# What needs to be done:
Give as output the line that contains "Field-scouting task: mark every instance of the wood", followed by every remaining line of the entries, unchanged and with nothing added.
— Start of Data for the task —
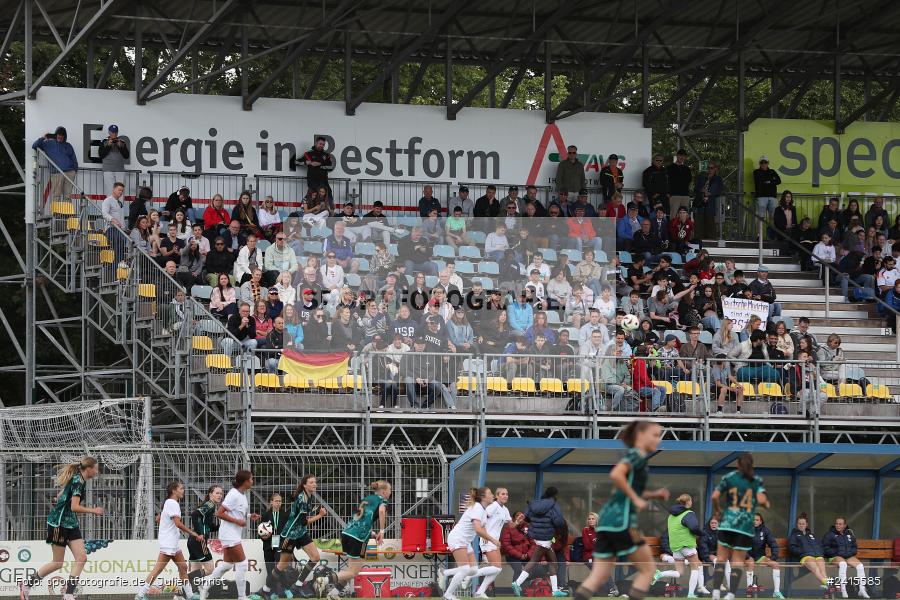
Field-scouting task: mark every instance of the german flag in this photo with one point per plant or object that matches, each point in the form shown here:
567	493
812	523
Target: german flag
314	366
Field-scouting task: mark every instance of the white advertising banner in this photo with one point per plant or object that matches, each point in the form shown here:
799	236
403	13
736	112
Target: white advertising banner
119	567
212	134
739	310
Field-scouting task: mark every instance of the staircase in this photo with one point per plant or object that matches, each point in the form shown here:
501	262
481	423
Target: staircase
864	334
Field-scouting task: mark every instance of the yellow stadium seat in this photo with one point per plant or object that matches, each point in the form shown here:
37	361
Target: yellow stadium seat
667	386
879	391
295	383
578	386
62	209
551	385
850	390
770	389
219	362
497	384
97	239
202	343
466	384
523	384
330	383
266	381
234	380
688	388
353	381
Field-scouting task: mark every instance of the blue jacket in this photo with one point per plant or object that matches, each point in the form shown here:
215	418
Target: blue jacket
804	543
707	543
62	154
544	519
521	316
839	544
762	538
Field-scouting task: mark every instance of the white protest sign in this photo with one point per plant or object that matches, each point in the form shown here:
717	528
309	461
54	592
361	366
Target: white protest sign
739	310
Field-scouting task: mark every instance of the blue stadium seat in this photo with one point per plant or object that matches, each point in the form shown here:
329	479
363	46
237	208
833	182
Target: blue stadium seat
488	267
466	267
469	252
444	251
574	255
364	249
478	237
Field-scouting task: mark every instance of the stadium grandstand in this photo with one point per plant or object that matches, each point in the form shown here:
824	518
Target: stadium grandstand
441	246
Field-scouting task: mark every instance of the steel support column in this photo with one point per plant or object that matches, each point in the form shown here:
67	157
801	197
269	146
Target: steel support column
548	83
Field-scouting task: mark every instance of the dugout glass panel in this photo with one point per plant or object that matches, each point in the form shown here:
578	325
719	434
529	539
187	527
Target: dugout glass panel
826	498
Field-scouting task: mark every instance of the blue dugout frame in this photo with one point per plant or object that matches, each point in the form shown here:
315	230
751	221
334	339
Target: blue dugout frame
558	449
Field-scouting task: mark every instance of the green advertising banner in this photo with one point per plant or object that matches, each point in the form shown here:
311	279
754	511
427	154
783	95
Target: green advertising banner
811	158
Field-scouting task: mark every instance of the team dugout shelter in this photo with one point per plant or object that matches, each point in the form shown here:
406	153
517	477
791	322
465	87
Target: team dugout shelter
860	482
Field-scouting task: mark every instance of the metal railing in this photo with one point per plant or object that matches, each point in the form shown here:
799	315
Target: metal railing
401	196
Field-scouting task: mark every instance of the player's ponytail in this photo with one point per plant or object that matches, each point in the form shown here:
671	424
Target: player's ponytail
379	486
745	466
64	473
301	486
241	477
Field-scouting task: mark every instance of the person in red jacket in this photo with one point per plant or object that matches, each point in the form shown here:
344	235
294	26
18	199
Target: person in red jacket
681	231
515	543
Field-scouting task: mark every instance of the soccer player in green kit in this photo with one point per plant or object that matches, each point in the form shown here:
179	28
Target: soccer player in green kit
356	534
742	491
62	525
295	534
617	532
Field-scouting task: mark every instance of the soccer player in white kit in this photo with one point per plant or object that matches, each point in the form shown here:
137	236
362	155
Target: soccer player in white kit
169	536
497	517
233	514
459	542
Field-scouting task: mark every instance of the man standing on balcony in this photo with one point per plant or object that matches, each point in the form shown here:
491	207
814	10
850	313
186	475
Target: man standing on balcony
318	164
64	163
113	154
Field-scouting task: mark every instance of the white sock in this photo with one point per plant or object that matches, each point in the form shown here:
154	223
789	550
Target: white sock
692	582
488	575
217	573
670	574
861	574
240	577
461	573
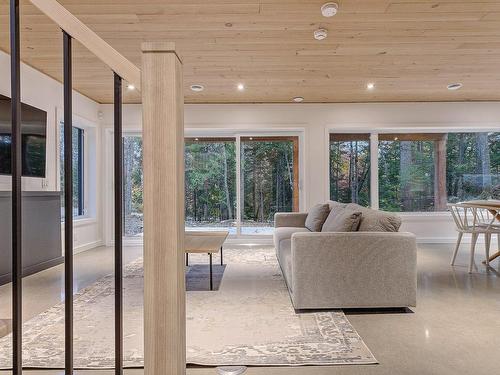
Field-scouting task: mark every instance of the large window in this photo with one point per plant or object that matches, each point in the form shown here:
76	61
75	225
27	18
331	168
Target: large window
350	168
132	186
210	183
417	172
78	171
269	181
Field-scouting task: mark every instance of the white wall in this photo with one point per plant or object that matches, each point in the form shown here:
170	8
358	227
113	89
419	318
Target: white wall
46	93
317	120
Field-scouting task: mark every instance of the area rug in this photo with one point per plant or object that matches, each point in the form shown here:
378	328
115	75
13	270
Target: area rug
248	321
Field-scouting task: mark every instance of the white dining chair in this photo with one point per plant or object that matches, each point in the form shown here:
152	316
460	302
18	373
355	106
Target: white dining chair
476	221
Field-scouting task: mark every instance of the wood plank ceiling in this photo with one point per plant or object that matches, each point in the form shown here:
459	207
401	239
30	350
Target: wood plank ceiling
410	49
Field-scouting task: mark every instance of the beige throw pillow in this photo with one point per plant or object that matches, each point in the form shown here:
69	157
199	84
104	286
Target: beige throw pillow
— End of Data for the task —
# Result of this task:
Field-scouting task: mark every instance of the wood plank ceiling in this photo with one point per plant or object that matches, each point in the form shown here:
459	207
401	239
30	350
Target: wood plank ceiling
410	49
Field-scouting task: mark every instance of the beige throw pillow in this photo with one point per plant or object that matches, each point in the form shown here:
69	157
199	84
104	286
Target: beige throw pillow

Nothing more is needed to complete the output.